> [Job]
Copy each of the rows below word for word, changing nothing.

[Stored entries]
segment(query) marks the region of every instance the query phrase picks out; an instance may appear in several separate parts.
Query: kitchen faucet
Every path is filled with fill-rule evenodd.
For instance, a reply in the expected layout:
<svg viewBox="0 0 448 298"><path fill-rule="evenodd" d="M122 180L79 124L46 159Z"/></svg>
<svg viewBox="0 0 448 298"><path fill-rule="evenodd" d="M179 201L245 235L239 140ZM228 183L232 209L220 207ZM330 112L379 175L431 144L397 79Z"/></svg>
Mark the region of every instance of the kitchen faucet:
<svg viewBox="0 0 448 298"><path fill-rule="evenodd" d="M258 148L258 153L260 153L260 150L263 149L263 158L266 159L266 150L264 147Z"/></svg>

> [Response below]
segment(query) marks the region of every instance the query phrase picks out; an instance may appear in several separate parts.
Query: kitchen faucet
Every path is filled with fill-rule evenodd.
For instance, a reply in the expected layout:
<svg viewBox="0 0 448 298"><path fill-rule="evenodd" d="M122 180L79 124L46 159Z"/></svg>
<svg viewBox="0 0 448 298"><path fill-rule="evenodd" d="M179 201L245 235L239 140ZM228 183L232 209L220 207ZM330 112L379 175L431 144L397 79Z"/></svg>
Mark the region of every instance of the kitchen faucet:
<svg viewBox="0 0 448 298"><path fill-rule="evenodd" d="M258 148L258 153L260 153L260 150L263 149L263 158L266 159L266 150L264 147Z"/></svg>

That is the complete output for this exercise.